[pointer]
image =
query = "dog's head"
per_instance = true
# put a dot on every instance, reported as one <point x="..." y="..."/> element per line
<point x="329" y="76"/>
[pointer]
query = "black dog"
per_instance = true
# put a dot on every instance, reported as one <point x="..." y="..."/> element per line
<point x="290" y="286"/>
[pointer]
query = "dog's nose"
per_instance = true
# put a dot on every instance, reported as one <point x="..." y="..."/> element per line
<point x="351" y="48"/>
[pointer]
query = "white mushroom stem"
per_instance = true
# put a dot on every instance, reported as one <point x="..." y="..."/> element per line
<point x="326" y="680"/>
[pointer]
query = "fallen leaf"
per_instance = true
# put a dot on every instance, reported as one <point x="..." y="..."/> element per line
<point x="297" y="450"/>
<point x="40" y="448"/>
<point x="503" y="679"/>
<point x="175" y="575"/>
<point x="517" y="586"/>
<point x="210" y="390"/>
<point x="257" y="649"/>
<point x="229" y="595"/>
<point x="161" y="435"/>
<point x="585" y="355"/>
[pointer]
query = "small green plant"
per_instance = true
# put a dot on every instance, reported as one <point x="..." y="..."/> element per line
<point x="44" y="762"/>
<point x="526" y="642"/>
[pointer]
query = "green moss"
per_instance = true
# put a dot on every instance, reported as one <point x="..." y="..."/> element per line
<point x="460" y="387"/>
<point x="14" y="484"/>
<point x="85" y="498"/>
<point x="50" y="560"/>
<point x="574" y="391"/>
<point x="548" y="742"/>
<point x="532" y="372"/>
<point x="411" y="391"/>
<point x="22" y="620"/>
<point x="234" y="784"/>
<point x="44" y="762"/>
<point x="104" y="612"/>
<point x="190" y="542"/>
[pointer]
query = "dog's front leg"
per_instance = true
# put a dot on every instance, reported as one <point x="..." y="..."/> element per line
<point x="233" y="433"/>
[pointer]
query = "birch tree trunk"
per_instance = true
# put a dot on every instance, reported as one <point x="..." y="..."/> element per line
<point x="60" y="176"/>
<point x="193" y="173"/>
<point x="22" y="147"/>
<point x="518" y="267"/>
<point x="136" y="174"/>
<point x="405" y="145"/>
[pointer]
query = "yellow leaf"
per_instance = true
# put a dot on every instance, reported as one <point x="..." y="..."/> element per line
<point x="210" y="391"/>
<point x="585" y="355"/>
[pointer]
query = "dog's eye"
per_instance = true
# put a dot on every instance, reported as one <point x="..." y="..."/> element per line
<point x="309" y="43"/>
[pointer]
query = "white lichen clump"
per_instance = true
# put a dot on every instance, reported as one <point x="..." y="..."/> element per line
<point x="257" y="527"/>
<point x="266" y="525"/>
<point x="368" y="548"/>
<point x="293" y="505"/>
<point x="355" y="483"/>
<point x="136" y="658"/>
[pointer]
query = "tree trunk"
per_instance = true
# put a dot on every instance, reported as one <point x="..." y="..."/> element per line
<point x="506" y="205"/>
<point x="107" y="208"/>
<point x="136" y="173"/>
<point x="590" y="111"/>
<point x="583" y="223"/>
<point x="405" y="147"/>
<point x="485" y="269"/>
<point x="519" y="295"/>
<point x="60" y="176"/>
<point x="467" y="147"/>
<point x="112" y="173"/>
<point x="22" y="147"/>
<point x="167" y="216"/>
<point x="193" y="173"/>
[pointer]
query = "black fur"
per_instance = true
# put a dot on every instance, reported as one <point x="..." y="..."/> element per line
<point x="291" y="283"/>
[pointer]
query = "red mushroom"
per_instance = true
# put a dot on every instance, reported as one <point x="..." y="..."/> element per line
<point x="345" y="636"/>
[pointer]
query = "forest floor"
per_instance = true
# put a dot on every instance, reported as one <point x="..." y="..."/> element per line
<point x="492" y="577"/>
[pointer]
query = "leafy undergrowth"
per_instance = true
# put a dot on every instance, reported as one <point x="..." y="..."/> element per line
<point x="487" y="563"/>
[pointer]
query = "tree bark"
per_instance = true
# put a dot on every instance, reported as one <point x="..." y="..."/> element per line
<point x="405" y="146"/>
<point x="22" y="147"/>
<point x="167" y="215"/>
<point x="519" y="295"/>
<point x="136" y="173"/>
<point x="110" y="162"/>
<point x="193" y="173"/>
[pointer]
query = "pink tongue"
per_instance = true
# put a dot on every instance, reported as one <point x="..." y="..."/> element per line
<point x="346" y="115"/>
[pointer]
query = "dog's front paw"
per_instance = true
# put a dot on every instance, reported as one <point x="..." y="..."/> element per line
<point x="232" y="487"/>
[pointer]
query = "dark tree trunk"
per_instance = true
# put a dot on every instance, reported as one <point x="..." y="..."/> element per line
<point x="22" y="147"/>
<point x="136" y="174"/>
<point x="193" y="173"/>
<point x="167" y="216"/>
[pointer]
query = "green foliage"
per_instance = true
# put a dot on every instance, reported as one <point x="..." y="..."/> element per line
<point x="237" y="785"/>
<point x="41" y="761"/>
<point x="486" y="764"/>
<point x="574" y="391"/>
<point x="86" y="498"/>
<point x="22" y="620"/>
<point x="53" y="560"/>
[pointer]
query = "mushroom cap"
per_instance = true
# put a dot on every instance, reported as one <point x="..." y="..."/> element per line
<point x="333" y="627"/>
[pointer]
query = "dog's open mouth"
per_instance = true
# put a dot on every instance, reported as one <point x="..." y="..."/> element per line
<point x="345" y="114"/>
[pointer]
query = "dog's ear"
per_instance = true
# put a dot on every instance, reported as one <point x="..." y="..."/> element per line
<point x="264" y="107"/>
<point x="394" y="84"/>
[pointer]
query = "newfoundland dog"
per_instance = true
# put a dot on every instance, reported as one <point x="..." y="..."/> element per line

...

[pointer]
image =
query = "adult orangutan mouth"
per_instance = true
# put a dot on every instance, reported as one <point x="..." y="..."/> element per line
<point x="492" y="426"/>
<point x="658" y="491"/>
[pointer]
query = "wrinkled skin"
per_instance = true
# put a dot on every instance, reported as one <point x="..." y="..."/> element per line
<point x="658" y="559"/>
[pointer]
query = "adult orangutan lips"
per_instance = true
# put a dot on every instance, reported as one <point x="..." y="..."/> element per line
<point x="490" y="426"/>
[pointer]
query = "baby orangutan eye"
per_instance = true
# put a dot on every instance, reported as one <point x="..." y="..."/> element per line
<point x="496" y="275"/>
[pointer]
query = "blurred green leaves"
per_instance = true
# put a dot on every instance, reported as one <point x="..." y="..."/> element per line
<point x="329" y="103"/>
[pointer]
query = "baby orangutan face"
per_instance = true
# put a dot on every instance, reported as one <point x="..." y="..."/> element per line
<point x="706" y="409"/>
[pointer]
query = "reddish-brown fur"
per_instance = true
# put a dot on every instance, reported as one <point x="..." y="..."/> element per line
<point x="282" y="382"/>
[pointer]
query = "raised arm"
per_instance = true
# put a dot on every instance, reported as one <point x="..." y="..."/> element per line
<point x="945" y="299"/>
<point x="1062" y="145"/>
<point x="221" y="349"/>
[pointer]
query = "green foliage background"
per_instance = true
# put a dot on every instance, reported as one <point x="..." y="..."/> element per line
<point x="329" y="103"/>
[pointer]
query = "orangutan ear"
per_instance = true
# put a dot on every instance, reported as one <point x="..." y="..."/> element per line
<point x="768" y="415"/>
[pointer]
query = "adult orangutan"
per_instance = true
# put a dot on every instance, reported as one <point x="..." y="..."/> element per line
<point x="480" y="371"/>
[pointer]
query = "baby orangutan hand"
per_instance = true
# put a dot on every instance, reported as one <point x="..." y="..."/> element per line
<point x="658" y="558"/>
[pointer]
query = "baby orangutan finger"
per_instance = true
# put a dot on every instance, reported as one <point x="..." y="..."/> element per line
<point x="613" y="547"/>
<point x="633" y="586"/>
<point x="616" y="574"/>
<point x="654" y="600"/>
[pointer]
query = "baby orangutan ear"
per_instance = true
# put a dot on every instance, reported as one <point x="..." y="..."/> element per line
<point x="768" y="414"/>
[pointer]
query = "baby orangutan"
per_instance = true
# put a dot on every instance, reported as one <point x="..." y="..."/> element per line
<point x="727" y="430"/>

YOUR TASK:
Copy out, in full, each line of the items above that contains the string "trunk". Case matters.

REPLY:
query = "birch tree trunk"
query = "tree trunk"
query = "dark tree trunk"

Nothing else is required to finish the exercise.